▶ Page extract:
▼▼▼
Sander,

Would it be possible to use the "forks" module? It is supposed to provide a
drop-in replacement for "threads" on operating systems that support posix
forks, which would be true in your case. I suspect this would cure your
problems, since everything would operate using forks instead of mixing
forks and threads.

As for the details of why this causes trouble, I am not yet familiar enough
with the internals of Perl's threading implementation to answer. Sorry.

David
On Mar 4, 2013 9:32 AM, "Sander Smeenk" <ssme...@freshdot.net> wrote:

> Quoting Sander Smeenk (ssme...@freshdot.net):
>
> > In fact, it does work, for 95% of all threads it works as designed, only
> > a select few (but not the same) threads fail each time, i was hoping to
> > find out why only this small portion of threads fail their waitpid()
> call. ;)
>
> Also, this might not be clear from my original message, the main process
> is the process that creates the threads, one for each server that needs
> to be backed up. Each thread calls fork() only once (through open3) for
> the rsync to do the heavy lifting.
▲▲▲
▶ Data section:
▼▼▼
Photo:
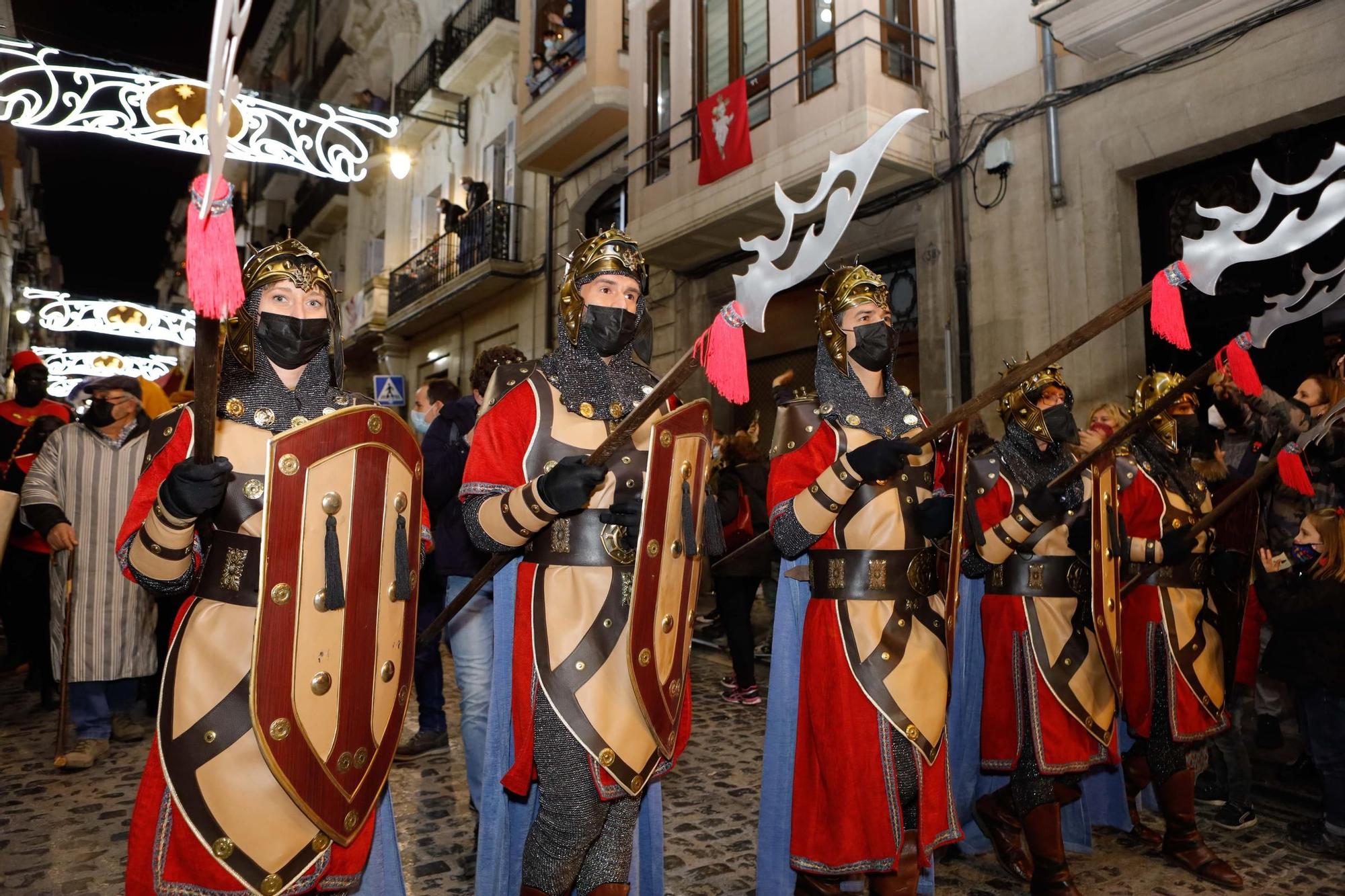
▲▲▲
▶ Requests:
**a.** Transcribe the portion of the email that begins at the words "As for the details" and stops after "fail their waitpid()".
**b.** Decide whether each statement agrees with the email. Answer yes or no and quote the words that decide it. (i) Each thread calls fork() more than once. (ii) Most threads work as designed. (iii) The reply explains why mixing forks and threads causes trouble.
Work from the email alone.

▶ Answers given:
**a.**
As for the details of why this causes trouble, I am not yet familiar enough
with the internals of Perl's threading implementation to answer. Sorry.

David
On Mar 4, 2013 9:32 AM, "Sander Smeenk" <ssme...@freshdot.net> wrote:

> Quoting Sander Smeenk (ssme...@freshdot.net):
>
> > In fact, it does work, for 95% of all threads it works as designed, only
> > a select few (but not the same) threads fail each time, i was hoping to
> > find out why only this small portion of threads fail their waitpid()

**b.**
(i) No: "Each thread calls fork() only once (through open3)"
(ii) Yes: "for 95% of all threads it works as designed"
(iii) No: "I am not yet familiar enough with the internals of Perl's threading implementation to answer."